■ Aim of the exercise: Each entry that follows needs to be written out exactly, with nothing left out.

(Given entries begins)

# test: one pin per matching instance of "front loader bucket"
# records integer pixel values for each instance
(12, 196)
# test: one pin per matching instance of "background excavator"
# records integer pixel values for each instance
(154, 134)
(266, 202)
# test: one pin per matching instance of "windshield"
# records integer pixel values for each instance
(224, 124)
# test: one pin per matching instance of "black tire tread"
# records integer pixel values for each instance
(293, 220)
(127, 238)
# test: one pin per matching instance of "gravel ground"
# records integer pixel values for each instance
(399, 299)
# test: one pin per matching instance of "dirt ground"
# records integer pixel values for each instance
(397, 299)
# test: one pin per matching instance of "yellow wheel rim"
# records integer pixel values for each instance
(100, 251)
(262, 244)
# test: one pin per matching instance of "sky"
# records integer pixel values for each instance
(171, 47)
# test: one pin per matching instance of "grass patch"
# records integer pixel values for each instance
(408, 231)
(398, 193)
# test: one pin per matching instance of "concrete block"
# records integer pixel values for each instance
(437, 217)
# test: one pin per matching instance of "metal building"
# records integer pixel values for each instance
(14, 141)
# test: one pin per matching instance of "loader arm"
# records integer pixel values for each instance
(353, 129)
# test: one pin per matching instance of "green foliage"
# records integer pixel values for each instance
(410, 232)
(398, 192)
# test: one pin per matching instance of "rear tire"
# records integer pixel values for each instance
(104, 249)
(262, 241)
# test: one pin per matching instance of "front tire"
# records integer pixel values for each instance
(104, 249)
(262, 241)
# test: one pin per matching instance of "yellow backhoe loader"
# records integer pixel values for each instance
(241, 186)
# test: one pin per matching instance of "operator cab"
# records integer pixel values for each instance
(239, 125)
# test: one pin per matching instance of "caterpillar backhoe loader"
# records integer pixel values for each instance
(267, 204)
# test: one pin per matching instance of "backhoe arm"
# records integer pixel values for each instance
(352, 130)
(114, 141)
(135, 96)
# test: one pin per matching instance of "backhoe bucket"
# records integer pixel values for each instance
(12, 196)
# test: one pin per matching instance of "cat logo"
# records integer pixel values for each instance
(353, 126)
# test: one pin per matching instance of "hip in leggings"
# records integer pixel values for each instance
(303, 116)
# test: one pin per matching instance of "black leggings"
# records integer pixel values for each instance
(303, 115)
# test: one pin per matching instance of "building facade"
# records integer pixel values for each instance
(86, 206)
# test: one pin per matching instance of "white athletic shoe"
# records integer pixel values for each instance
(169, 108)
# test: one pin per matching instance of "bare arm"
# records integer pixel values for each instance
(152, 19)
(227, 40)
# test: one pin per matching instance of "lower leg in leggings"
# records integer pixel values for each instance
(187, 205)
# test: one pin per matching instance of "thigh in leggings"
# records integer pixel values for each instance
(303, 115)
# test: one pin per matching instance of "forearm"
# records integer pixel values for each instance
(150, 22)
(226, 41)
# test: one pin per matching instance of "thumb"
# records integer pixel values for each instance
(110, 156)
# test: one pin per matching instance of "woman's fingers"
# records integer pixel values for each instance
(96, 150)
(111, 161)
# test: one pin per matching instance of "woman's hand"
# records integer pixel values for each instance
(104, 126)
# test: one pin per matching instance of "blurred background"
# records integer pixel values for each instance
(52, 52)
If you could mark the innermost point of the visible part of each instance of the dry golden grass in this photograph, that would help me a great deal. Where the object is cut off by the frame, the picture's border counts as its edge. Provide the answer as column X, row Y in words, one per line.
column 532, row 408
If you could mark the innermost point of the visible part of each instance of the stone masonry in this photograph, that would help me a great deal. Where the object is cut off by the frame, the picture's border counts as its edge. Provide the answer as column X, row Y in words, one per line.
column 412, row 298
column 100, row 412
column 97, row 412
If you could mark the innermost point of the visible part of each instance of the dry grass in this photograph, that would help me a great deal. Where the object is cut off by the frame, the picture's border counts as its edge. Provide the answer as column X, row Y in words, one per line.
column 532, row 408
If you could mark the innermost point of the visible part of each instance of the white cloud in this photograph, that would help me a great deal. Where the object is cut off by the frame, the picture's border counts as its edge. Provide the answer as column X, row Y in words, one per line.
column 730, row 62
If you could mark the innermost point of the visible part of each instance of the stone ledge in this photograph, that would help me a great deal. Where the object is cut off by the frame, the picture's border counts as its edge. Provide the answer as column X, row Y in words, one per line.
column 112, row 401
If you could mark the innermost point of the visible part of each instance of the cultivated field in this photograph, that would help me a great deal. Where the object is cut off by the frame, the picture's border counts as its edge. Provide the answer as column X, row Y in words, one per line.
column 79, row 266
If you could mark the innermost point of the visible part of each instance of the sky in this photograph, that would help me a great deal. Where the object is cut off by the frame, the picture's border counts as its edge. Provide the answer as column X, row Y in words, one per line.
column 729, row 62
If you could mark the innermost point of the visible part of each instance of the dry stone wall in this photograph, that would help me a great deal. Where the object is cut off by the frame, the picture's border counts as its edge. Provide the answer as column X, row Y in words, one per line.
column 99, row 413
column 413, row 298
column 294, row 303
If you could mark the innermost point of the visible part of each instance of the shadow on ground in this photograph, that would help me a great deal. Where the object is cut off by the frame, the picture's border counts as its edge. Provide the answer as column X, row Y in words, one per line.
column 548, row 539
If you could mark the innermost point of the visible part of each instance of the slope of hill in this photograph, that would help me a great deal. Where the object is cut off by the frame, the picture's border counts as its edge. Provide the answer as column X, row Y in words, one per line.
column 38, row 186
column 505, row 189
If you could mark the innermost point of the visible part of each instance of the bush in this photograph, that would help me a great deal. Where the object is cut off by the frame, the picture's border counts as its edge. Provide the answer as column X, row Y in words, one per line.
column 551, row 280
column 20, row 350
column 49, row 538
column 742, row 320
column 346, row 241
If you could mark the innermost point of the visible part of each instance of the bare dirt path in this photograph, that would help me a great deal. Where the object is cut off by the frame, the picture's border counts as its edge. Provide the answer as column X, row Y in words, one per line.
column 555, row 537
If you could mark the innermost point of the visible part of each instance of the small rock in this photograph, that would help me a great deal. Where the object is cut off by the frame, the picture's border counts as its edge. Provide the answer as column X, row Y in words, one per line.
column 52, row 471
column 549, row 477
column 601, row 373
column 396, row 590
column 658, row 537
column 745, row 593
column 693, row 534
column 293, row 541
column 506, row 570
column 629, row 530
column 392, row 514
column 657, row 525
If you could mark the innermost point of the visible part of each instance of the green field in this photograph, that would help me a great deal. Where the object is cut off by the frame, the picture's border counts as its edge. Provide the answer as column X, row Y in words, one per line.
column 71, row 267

(Given entries ends)

■ Task result:
# test: one pin per matching instance of "front loader bucket"
# records integer pixel values for each instance
(12, 196)
# test: one pin per matching instance of "background excavator"
# records integer pixel values for each instance
(154, 134)
(266, 202)
# test: one pin per matching instance of "windshield"
# records integer pixel values for each instance
(224, 124)
# test: one pin per matching instance of "black tire tread"
# records integer pixel values for each instance
(293, 220)
(127, 238)
# test: one pin per matching instance of "gravel ground"
# records integer pixel values for each instance
(399, 299)
# test: one pin per matching instance of "dirt ground"
# records integer pixel values for each instance
(397, 299)
# test: one pin per matching instance of "yellow wheel rim"
# records integer pixel values for each instance
(100, 251)
(262, 244)
# test: one pin per matching instance of "sky"
# records integer pixel values for each instance
(171, 47)
# test: one pin per matching instance of "grass patch"
# records integer pixel values for each instance
(408, 231)
(398, 193)
# test: one pin per matching instance of "concrete block"
# records integer pixel values for each instance
(437, 217)
# test: one pin per matching instance of "metal building"
# records integer pixel values for each instance
(14, 141)
# test: one pin per matching instance of "loader arm"
# records integer pixel values for each instance
(353, 129)
# test: one pin per matching instance of "green foliage"
# records integer pixel values for each instance
(410, 232)
(398, 192)
# test: one pin per matching instance of "rear tire"
# records integer pixel values for each instance
(104, 249)
(262, 241)
# test: one pin per matching instance of "front tire"
# records integer pixel values for each instance
(104, 249)
(262, 241)
# test: one pin per matching instance of "yellow backhoe loader"
# records integer pixel values for each instance
(241, 186)
# test: one pin per matching instance of "operator cab"
# records integer pixel values for each instance
(239, 125)
# test: one pin per matching instance of "caterpillar backhoe loader"
# records integer pixel values for each instance
(267, 204)
# test: one pin per matching instance of "backhoe arm"
# records integer pixel values for each instance
(352, 130)
(114, 141)
(135, 96)
# test: one pin per matching instance of "backhoe bucket"
# records integer pixel values for each instance
(12, 196)
# test: one pin per matching instance of "cat logo"
# records integer pixel values for each instance
(353, 126)
# test: one pin per matching instance of "hip in leggings"
# records integer pixel values for each instance
(303, 116)
# test: one pin per matching instance of "black leggings"
# records integer pixel values for each instance
(303, 115)
# test: one pin per matching instance of "building facade"
# records integer pixel values for each instance
(86, 206)
# test: one pin per matching instance of "white athletic shoe"
# records integer pixel values for each instance
(169, 108)
# test: one pin per matching instance of "bare arm"
# records integer pixel values for each instance
(152, 19)
(227, 40)
# test: one pin per matching instance of "lower leg in leggings"
# records integer pixel values for each instance
(187, 205)
# test: one pin per matching instance of "thigh in leggings"
# records integer pixel values for each instance
(303, 115)
# test: one pin per matching instance of "forearm"
# records integer pixel values for each instance
(150, 22)
(226, 41)
# test: one pin per matching instance of "thumb"
# records integer pixel values for each instance
(110, 156)
# test: one pin per matching instance of "woman's fingers"
# records integer pixel values for each instance
(96, 150)
(111, 161)
# test: one pin per matching instance of "woman's hand"
# records integer pixel values for each instance
(104, 126)
# test: one pin per matching instance of "blurred background"
# records integer pixel values for each instance
(52, 52)
If you could mark the innermost point of the visible part of each instance of the dry golden grass in this photograph, that would help me a great deal. Where the object is cut off by the frame, the picture's border counts as its edge. Provide the answer as column X, row Y in words, one per line.
column 532, row 408
If you could mark the innermost point of the visible part of each instance of the stone masonry in this photograph, that would help me a great deal. Where the object is cut off by the frame, the picture's border counts as its edge. Provide the answer as column X, row Y in words, one per line.
column 412, row 298
column 100, row 412
column 97, row 412
If you could mark the innermost point of the visible part of each instance of the dry grass in this photograph, that would help me a great deal. Where the object is cut off by the frame, the picture's border counts as its edge. Provide the answer as column X, row Y in words, one per line.
column 532, row 408
If you could mark the innermost point of the visible part of each instance of the white cloud in this photograph, that would help me a great deal. Where the object is cut off by the frame, the picture's border counts as its edge. Provide the answer as column X, row Y in words, one per line.
column 730, row 62
If you could mark the innermost point of the visible part of each instance of the stone ledge in this photograph, that would help me a great deal. Where the object is cut off by the frame, the picture's border counts as its edge. Provide the answer as column X, row Y in words, one per line.
column 112, row 401
If you could mark the innermost point of the visible part of each instance of the cultivated field in this photograph, that would help me a great deal. Where the object is cut off by the frame, the picture's border counts as its edge. Provide the answer as column X, row Y in words, one per line.
column 79, row 266
If you could mark the innermost point of the visible part of each instance of the sky in this photograph, that would help me a great deal. Where the object is cut off by the frame, the picture's border counts as its edge. Provide the answer as column X, row Y in words, one per line.
column 729, row 62
If you could mark the innermost point of the visible part of each instance of the dry stone wall in this photograph, that would help me a great deal. Where the object is cut off by the frame, the picture's border counts as its edge. Provide the answer as column X, row Y in words, one per line.
column 99, row 413
column 413, row 298
column 294, row 303
If you could mark the innermost point of the visible part of each instance of the shadow on ground in this photograph, that would help me a great deal. Where the object is cut off by the frame, the picture's border counts as its edge. Provide the answer as column X, row Y in words, one per line.
column 548, row 539
If you could mark the innermost point of the visible part of each instance of the slope of hill in this photograph, that would help me a great deal. Where the object is cut off by the frame, the picture's border counts as its edge. Provide the answer as column X, row Y in words, one per line.
column 38, row 186
column 505, row 189
If you could mark the innermost point of the visible part of each instance of the bush in this photograph, that would help me a great deal. Where the object is cut off by the frame, the picture's border counts as its edge. Provide the answer as column X, row Y in words, one per line.
column 551, row 280
column 20, row 350
column 49, row 538
column 742, row 320
column 346, row 241
If you could mark the innermost point of the visible part of each instance of the bare dirt path in this photograph, that would help me a great deal. Where the object is cut off by the frame, the picture's border counts as its edge. Provide the answer as column X, row Y in words, one per line.
column 555, row 537
If you could mark the innermost point of the visible part of each instance of the small rock in this photograph, that would help me a great deal. Where the object is cut off by the frame, the picture's border counts as its edge. Provide the answer as column X, row Y in words, one per line.
column 52, row 471
column 549, row 477
column 601, row 373
column 396, row 590
column 658, row 537
column 745, row 593
column 693, row 534
column 293, row 541
column 506, row 570
column 629, row 530
column 392, row 514
column 657, row 525
If you could mark the innermost point of the visible part of each instance of the green field in this photograph, that would help me a great deal. Where the object is cut off by the frame, the picture's border counts as its edge. Provide the answer as column X, row Y in words, one per line.
column 71, row 267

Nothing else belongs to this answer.